Task requirements: Repeat each entry verbatim.

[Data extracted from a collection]
--------------------
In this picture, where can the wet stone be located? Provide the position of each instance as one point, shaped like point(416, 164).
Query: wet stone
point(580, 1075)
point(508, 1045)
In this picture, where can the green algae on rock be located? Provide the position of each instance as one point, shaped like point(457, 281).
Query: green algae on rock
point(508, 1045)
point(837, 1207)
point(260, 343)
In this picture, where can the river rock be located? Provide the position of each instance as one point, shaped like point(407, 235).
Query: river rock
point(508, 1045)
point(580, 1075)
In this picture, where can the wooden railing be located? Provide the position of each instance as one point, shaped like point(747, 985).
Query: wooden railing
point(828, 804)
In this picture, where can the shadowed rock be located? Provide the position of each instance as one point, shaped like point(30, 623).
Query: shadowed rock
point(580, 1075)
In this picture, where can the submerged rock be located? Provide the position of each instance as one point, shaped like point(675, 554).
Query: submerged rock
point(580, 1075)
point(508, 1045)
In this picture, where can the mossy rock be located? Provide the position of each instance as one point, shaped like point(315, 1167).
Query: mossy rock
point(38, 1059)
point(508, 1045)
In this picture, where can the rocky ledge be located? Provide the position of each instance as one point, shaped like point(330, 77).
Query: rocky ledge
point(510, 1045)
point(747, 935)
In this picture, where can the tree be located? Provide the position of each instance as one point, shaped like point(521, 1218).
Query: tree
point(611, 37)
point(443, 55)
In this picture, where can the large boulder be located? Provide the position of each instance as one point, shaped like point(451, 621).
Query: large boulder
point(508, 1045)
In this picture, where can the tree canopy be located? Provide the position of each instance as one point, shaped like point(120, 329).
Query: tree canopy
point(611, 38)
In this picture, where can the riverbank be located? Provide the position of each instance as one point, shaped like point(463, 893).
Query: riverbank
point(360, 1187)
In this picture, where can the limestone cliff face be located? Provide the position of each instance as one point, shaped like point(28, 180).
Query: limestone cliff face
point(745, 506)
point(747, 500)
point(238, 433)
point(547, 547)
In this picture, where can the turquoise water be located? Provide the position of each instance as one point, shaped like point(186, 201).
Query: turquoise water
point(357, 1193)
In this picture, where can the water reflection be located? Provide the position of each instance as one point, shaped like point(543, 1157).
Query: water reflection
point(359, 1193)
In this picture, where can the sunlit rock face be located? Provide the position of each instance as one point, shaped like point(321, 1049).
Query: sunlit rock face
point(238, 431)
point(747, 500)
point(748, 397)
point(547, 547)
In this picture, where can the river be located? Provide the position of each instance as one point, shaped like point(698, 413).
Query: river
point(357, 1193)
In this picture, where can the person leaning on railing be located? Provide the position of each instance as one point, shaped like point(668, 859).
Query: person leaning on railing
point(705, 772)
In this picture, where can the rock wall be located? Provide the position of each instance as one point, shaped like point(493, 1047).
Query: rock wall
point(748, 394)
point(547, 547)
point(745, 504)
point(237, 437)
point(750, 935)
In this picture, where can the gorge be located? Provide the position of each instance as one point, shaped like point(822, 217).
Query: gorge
--------------------
Finished exercise:
In this picture, where can the wet stone be located? Provide the position of each instance as one point, shaped like point(416, 164).
Query: wet stone
point(580, 1075)
point(508, 1045)
In this picture, where can the green algae on rock be located? Provide the position of each instance as one point, shaped like point(457, 281).
Query: green algae on rock
point(508, 1045)
point(837, 1207)
point(260, 343)
In this picture, where can the river rock be located? Provide the position of each instance as one point, shaped like point(407, 235).
Query: river rock
point(508, 1045)
point(580, 1075)
In this picture, where can the wooden railing be located? Provide the position of each instance as one point, shaped like point(747, 985).
Query: wooden railing
point(828, 804)
In this picture, where can the shadowed rock be located? Provide the position of each instance as one point, shaped like point(30, 623).
Query: shadowed rock
point(580, 1075)
In this picture, where can the submerged rock be located? Provide the position of each instance as one point, shaped like point(675, 554).
Query: submerged rock
point(580, 1075)
point(508, 1045)
In this picture, where can the mossy rock be located? Provide the position of each instance as one point, shaped like point(315, 1167).
Query: mossy rock
point(38, 1059)
point(508, 1045)
In this picture, where can the rocky ledge be located? Provide the position of each instance as one point, shaped like point(330, 77).
Query: rocky ledge
point(510, 1045)
point(747, 935)
In this picture, where can the tree be located? Provide the position of each instance as one point, shaped like point(521, 1218).
Query: tree
point(611, 37)
point(443, 55)
In this picture, where can the large boulder be located? Provide the position of each instance as one point, shaped like point(451, 621).
Query: large boulder
point(508, 1045)
In this picture, where can the tree canopy be located? Provide the position of each instance as one point, shaped like point(120, 329).
Query: tree canopy
point(611, 38)
In this picture, where can the riverbank be located? Provide the position of each instance as one point, shaped like point(463, 893).
Query: riverbank
point(360, 1187)
In this picture, where can the limestone cliff face be located? Provide the position of each instance as one point, shaped like point(28, 180).
Query: limestone cliff face
point(745, 506)
point(747, 500)
point(238, 433)
point(547, 547)
In this picture, where can the turquoise water be located? Provide the position of each instance as one point, shaped like point(186, 201).
Query: turquoise water
point(357, 1193)
In this picture, where can the water reflection be located? Provide the position of each instance as one point, shaped like point(543, 1157).
Query: water reflection
point(359, 1193)
In this picture, where can the sunlit rock face be located? Provide the position of each instance as one point, shaped like point(321, 1049).
Query: sunlit rock face
point(238, 431)
point(747, 500)
point(748, 397)
point(547, 547)
In this picture, where can the river be located? Provide the position of each instance as one point, shaped like point(698, 413).
Query: river
point(357, 1193)
In this picture, where can the person leaning on railing be located? Provide the position of each instance as one point, shaped like point(668, 859).
Query: person leaning on railing
point(705, 772)
In this picture, where can the rock wall be located? Provide the position of each instance as one point, shaped like point(493, 1047).
Query: rock wall
point(748, 394)
point(547, 547)
point(745, 504)
point(237, 437)
point(750, 935)
In this picture, where can the gorge be located? Provide the position of each instance as one point, shaped like point(822, 217).
Query: gorge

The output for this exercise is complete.